**TO DO**
Extract every line below, verbatim.

(Point localization data)
○ ○ ○ ○

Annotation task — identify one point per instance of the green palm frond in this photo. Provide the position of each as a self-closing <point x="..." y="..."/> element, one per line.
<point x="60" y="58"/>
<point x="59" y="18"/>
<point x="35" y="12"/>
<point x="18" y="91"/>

○ ○ ○ ○

**EXPECTED OUTPUT**
Annotation task — identify one point per instance of the green palm frond in this photo. Provide the position of each as a self-closing <point x="..." y="..."/> element, one per line.
<point x="60" y="58"/>
<point x="59" y="18"/>
<point x="35" y="12"/>
<point x="18" y="91"/>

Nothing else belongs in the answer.